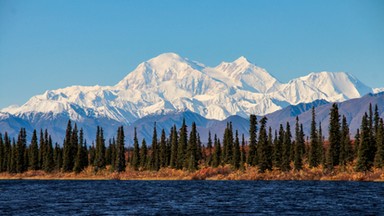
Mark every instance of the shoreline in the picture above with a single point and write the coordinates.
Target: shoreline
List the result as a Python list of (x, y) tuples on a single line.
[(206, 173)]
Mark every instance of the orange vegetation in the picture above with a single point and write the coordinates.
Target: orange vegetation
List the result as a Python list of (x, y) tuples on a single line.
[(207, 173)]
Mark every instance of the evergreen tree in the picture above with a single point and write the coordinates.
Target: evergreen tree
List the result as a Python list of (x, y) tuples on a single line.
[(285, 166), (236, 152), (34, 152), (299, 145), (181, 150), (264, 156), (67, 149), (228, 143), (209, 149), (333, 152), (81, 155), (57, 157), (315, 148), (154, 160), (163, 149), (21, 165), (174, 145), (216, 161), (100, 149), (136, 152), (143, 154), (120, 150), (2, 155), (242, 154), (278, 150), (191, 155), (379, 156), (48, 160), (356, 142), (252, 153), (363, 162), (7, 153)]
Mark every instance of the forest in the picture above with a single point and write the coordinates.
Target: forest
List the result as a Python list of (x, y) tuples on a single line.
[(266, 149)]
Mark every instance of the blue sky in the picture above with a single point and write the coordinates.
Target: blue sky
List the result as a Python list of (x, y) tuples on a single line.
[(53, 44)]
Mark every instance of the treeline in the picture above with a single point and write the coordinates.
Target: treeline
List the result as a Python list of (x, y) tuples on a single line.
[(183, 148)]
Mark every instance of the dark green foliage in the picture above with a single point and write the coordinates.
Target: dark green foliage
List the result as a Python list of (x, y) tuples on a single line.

──────────

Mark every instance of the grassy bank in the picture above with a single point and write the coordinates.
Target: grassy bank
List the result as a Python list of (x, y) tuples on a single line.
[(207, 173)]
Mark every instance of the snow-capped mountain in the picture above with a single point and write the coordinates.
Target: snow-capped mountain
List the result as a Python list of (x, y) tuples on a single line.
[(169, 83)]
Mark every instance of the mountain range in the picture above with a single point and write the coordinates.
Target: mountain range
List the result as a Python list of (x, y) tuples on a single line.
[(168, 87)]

──────────

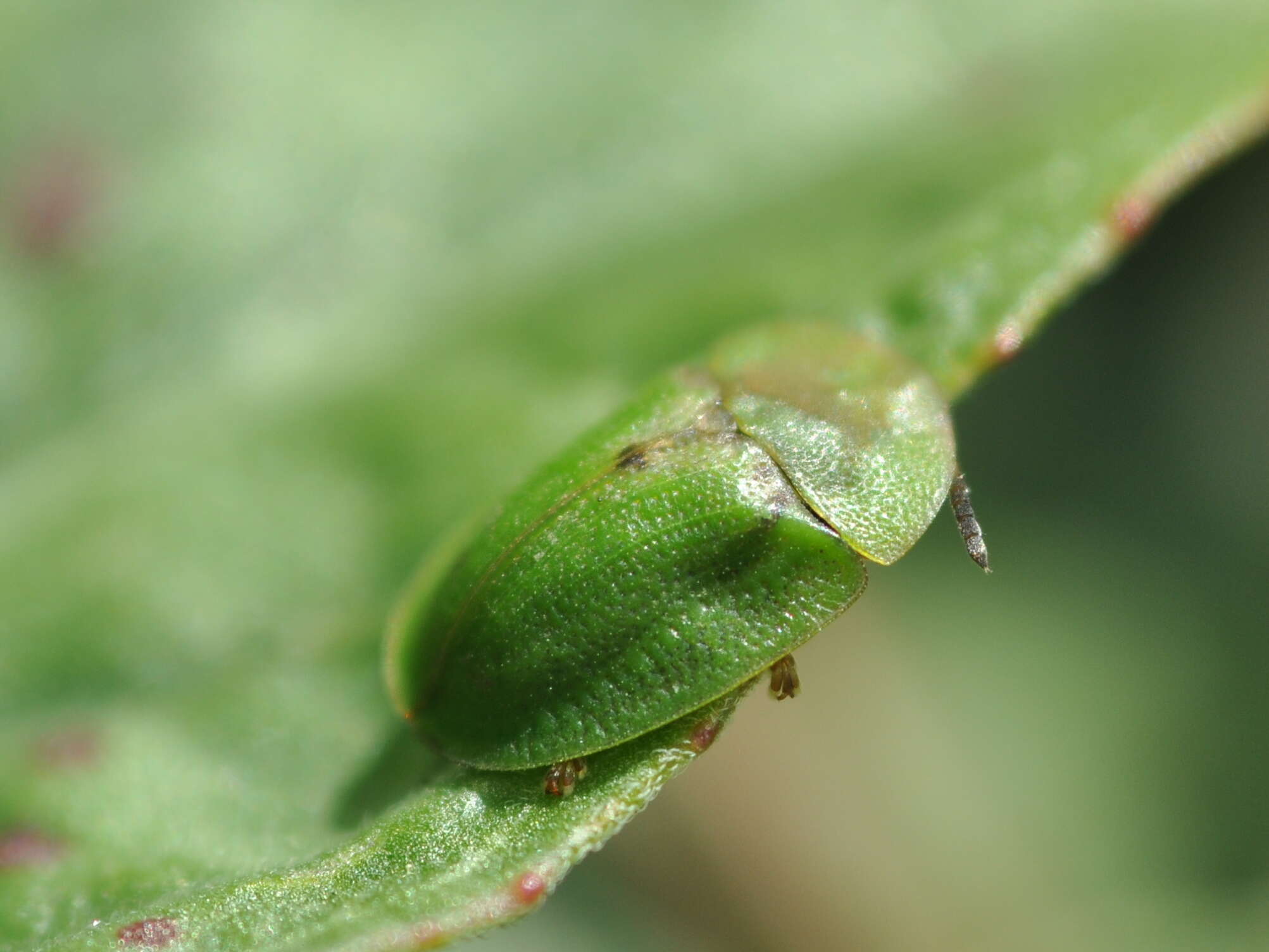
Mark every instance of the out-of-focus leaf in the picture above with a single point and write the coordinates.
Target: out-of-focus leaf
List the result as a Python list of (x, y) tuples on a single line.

──────────

### Problem to solve
In the listing, return each line containing the string "coordinates".

### Result for this exercise
Mark every instance of the shoreline in the picture above with a single point and write the coordinates.
Mark every instance of the orange vegetation in the picture above with a single point and write the coordinates.
Mark every instance of the evergreen tree in the picture above with a single point and write the coordinates.
Mark every instance of the forest in the picture above with a single point and write the coordinates.
Mark every instance of the blue sky in the picture above with a single point and write the coordinates.
Mark every instance of the treeline in the picture above with a single point and write the coordinates.
Mark every instance of the dark green foliage in the picture above with a single point and write the coordinates.
Mark every instance of the grassy bank in the picture above with a single point and write the coordinates.
Mark every instance of the snow-capped mountain in the picture above with a single point and write the coordinates.
Mark every instance of the mountain range in the picture above with a single point and write the coordinates.
Mark every instance of the out-of-focus leaf in the picture above with a single point and write the coordinates.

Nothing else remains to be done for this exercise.